Location labeling records
---------------
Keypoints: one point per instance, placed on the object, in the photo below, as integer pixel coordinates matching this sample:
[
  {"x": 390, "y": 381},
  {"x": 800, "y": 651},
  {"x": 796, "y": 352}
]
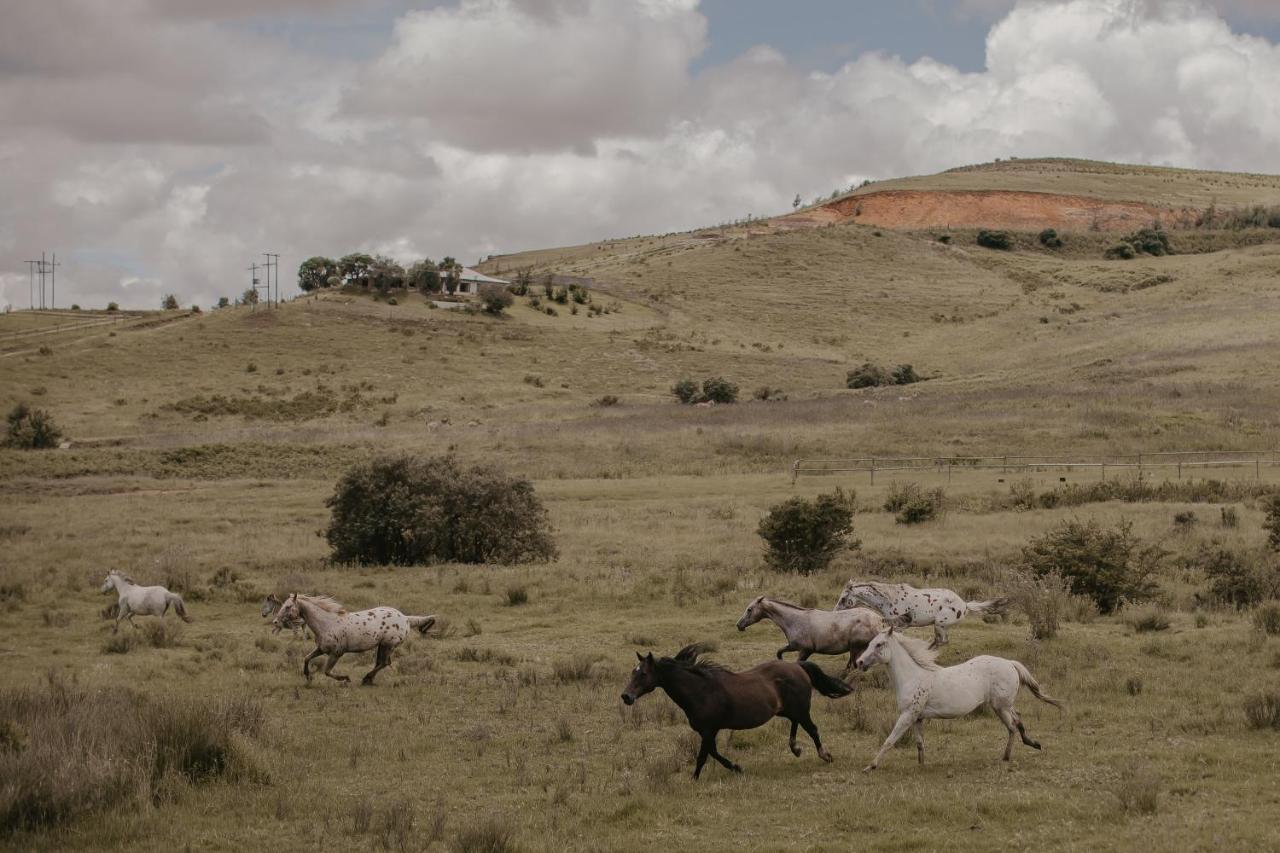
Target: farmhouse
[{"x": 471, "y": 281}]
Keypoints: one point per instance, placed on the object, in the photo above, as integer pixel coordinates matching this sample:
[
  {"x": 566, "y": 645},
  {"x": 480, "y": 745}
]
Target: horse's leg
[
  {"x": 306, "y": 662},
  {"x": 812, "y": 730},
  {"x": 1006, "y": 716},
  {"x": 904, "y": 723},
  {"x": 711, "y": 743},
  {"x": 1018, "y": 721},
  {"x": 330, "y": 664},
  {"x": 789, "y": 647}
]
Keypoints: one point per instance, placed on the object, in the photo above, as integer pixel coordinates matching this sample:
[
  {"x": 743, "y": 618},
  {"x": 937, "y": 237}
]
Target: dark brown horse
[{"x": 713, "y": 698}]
---------------
● TASK REQUIREMENTS: Rewrite all of the records above with every "Target" changed to "Label" and nothing else altered. Leave out the pictures.

● EXERCISE SOLUTION:
Keypoints: one point per instance, placed on the object, in the photo below, as integer pixel coordinates matching this sample:
[
  {"x": 390, "y": 381},
  {"x": 800, "y": 651},
  {"x": 796, "y": 352}
]
Label: farmhouse
[{"x": 471, "y": 281}]
Keypoints: one point per instance, placed on the object, in the photo above, as integer pixel coordinates matching this sample:
[
  {"x": 566, "y": 645},
  {"x": 480, "y": 745}
]
Label: horse's leg
[
  {"x": 306, "y": 662},
  {"x": 812, "y": 730},
  {"x": 1006, "y": 716},
  {"x": 904, "y": 723},
  {"x": 711, "y": 743},
  {"x": 1018, "y": 721},
  {"x": 330, "y": 664},
  {"x": 789, "y": 647}
]
Keypoints: one point per instance, placed on the object, in the photo above, as integer pixel coordinates matching this sample:
[
  {"x": 743, "y": 618},
  {"x": 937, "y": 237}
]
Label: dark brown horse
[{"x": 713, "y": 698}]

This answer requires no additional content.